#### Do zrobienia:
Policz, w ilu wierszach poniższych rekordów pojawia się słowo „yellow”. Podaj tylko liczbę.

#### Materiał do ćwiczenia:
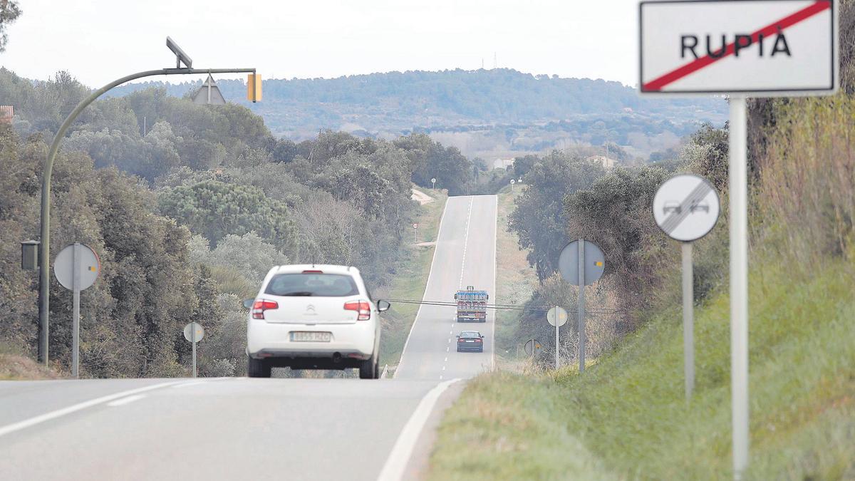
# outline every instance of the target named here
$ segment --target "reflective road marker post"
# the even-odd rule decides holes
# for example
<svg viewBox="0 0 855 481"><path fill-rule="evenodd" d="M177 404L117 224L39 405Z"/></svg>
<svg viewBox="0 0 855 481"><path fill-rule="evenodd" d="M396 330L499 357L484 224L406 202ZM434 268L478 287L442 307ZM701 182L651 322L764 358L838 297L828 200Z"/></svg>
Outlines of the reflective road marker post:
<svg viewBox="0 0 855 481"><path fill-rule="evenodd" d="M675 175L659 186L653 196L653 219L669 237L680 240L682 251L683 371L686 401L694 390L694 288L692 242L704 237L716 225L718 193L712 184L693 175Z"/></svg>
<svg viewBox="0 0 855 481"><path fill-rule="evenodd" d="M184 326L184 338L193 344L193 377L196 377L196 343L205 336L205 330L198 323Z"/></svg>
<svg viewBox="0 0 855 481"><path fill-rule="evenodd" d="M642 94L730 97L730 351L734 478L748 466L748 188L746 97L837 91L836 0L639 4ZM724 40L715 40L724 36Z"/></svg>
<svg viewBox="0 0 855 481"><path fill-rule="evenodd" d="M579 286L578 330L579 372L585 371L585 286L596 282L603 276L605 258L603 251L590 240L580 239L564 246L558 256L558 270L568 282Z"/></svg>
<svg viewBox="0 0 855 481"><path fill-rule="evenodd" d="M97 254L88 246L74 242L56 254L54 275L60 285L70 289L71 315L71 375L80 377L80 291L91 286L101 271Z"/></svg>
<svg viewBox="0 0 855 481"><path fill-rule="evenodd" d="M558 328L567 322L567 311L556 306L546 312L546 320L549 321L550 324L555 326L555 368L558 369L561 367L561 343L558 341ZM537 344L536 341L535 344ZM528 344L526 347L528 347Z"/></svg>

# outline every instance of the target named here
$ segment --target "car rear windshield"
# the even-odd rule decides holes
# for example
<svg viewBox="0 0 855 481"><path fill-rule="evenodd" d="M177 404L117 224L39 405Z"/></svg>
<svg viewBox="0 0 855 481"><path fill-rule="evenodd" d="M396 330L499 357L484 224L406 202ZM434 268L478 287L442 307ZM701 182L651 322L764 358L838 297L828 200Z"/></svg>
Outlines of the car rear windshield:
<svg viewBox="0 0 855 481"><path fill-rule="evenodd" d="M264 294L272 295L345 297L359 294L353 277L345 274L277 274Z"/></svg>

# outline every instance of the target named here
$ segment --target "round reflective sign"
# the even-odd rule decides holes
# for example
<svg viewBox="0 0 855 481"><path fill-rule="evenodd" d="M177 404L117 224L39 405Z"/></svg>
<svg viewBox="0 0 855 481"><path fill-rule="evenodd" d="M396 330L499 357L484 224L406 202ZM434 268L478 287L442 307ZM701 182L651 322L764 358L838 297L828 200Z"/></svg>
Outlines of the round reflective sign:
<svg viewBox="0 0 855 481"><path fill-rule="evenodd" d="M653 218L670 238L683 242L707 235L718 220L718 193L706 179L693 174L675 175L656 191Z"/></svg>
<svg viewBox="0 0 855 481"><path fill-rule="evenodd" d="M190 323L189 324L184 326L184 338L190 342L193 341L193 336L196 336L196 341L198 342L202 341L202 338L205 336L205 330L198 323Z"/></svg>
<svg viewBox="0 0 855 481"><path fill-rule="evenodd" d="M554 326L557 323L558 327L561 327L567 323L567 311L556 306L546 312L546 320L549 321L550 325Z"/></svg>
<svg viewBox="0 0 855 481"><path fill-rule="evenodd" d="M80 283L76 288L82 291L95 283L95 280L98 278L101 261L95 251L84 244L72 244L60 251L54 259L54 275L56 276L59 283L67 289L75 288L75 264L76 270L80 273Z"/></svg>

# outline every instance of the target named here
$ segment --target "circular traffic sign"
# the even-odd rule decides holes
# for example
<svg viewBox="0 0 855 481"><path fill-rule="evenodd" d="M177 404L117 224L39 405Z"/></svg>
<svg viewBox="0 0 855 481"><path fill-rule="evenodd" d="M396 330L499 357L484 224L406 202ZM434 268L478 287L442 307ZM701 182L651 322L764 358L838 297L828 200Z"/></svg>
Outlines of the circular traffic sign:
<svg viewBox="0 0 855 481"><path fill-rule="evenodd" d="M669 237L690 242L706 235L718 220L718 193L706 179L682 174L668 179L653 196L653 218Z"/></svg>
<svg viewBox="0 0 855 481"><path fill-rule="evenodd" d="M556 306L546 312L546 320L549 321L550 325L554 326L556 323L558 323L558 327L561 327L567 323L567 311Z"/></svg>
<svg viewBox="0 0 855 481"><path fill-rule="evenodd" d="M54 275L59 283L67 289L74 288L74 246L77 246L77 270L80 273L79 290L89 288L98 278L101 271L101 261L89 246L85 244L72 244L56 254L54 259Z"/></svg>
<svg viewBox="0 0 855 481"><path fill-rule="evenodd" d="M202 338L205 336L205 330L202 327L202 324L198 323L190 323L184 326L184 338L190 342L192 342L194 330L196 331L196 341L198 342L199 341L202 341Z"/></svg>
<svg viewBox="0 0 855 481"><path fill-rule="evenodd" d="M585 285L589 286L603 276L605 270L605 255L596 244L585 240L582 253L585 258ZM565 281L574 286L579 285L579 240L564 246L558 256L558 271Z"/></svg>

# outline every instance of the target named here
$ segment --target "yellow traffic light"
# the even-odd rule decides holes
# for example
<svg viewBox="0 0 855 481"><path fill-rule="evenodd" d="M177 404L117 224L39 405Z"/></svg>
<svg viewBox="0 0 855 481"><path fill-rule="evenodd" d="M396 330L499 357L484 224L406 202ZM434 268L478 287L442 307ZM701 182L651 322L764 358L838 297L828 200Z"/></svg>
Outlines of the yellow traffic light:
<svg viewBox="0 0 855 481"><path fill-rule="evenodd" d="M246 77L246 99L258 102L262 99L262 76L250 74Z"/></svg>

#### Odpowiedź:
2